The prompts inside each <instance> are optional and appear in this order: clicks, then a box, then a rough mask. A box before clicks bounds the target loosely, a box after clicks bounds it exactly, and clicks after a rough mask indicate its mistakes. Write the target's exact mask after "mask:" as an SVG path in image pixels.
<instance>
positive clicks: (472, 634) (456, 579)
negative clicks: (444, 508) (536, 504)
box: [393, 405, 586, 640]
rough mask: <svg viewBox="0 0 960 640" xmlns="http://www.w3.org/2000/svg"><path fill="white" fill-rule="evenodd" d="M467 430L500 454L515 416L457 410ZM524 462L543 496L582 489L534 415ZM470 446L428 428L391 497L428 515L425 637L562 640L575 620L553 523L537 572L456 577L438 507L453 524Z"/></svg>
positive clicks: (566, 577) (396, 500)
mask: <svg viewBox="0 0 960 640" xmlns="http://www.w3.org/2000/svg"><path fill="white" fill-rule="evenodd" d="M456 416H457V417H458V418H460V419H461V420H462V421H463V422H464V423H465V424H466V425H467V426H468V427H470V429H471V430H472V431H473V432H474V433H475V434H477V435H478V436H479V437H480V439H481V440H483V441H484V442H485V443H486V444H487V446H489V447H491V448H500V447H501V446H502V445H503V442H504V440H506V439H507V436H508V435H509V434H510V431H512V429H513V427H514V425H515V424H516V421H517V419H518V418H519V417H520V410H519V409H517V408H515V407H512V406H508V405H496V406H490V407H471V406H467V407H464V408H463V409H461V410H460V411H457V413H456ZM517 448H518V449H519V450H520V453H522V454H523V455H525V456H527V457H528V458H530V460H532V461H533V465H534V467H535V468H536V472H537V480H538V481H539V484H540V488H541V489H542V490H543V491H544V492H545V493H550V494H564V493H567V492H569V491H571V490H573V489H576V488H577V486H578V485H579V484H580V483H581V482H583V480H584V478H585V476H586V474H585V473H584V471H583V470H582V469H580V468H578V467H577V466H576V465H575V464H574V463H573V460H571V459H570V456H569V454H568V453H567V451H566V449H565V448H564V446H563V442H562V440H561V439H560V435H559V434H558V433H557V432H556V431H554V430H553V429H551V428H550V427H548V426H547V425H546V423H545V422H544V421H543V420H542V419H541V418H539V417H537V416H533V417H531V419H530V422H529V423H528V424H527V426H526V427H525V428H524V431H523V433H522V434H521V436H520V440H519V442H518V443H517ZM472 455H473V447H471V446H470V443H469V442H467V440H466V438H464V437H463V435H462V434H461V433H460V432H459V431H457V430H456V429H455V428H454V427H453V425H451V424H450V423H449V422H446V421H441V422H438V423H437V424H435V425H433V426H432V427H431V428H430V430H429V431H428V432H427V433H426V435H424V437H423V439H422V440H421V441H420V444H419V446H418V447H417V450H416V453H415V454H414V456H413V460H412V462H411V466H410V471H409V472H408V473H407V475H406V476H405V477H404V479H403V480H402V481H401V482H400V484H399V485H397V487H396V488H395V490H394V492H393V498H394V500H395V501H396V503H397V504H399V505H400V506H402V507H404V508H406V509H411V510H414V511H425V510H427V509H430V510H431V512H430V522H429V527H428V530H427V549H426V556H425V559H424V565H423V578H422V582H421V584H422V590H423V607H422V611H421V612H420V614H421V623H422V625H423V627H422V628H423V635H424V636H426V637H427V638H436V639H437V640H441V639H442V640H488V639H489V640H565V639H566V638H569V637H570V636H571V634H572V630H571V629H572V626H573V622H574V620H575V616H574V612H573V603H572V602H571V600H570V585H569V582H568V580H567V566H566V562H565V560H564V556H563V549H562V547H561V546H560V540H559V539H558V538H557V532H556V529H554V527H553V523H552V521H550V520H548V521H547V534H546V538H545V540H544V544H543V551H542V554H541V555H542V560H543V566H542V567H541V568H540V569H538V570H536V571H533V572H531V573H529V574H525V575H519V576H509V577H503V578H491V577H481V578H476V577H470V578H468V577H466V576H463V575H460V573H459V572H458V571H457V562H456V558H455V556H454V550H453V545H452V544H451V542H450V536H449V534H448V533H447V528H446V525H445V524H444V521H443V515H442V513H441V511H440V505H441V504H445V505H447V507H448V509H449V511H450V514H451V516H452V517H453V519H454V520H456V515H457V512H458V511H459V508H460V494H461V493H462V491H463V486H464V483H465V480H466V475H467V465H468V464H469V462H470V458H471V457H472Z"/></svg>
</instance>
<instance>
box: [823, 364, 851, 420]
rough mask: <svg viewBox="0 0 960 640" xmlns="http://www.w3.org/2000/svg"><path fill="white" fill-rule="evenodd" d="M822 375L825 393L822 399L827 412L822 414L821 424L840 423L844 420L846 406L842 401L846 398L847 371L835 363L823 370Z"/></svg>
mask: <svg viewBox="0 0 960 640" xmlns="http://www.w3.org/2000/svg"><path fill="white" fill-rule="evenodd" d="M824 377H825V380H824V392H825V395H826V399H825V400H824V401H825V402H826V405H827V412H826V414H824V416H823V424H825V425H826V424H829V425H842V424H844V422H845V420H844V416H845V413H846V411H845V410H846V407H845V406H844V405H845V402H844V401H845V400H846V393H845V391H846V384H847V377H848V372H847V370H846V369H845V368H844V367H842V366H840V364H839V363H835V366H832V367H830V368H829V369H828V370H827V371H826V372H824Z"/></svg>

Work instruction: After locating the line with "box: [393, 405, 586, 640]" above, return that line and every later line through the one with "430L500 454L515 416L457", word for word and with nothing else.

Exercise output:
box: [393, 405, 586, 640]
rough mask: <svg viewBox="0 0 960 640" xmlns="http://www.w3.org/2000/svg"><path fill="white" fill-rule="evenodd" d="M467 430L500 454L515 416L457 410ZM524 462L543 496L582 489L534 415ZM470 446L428 428L391 497L428 515L425 637L562 640L575 620L553 523L537 572L456 577L438 507L453 524Z"/></svg>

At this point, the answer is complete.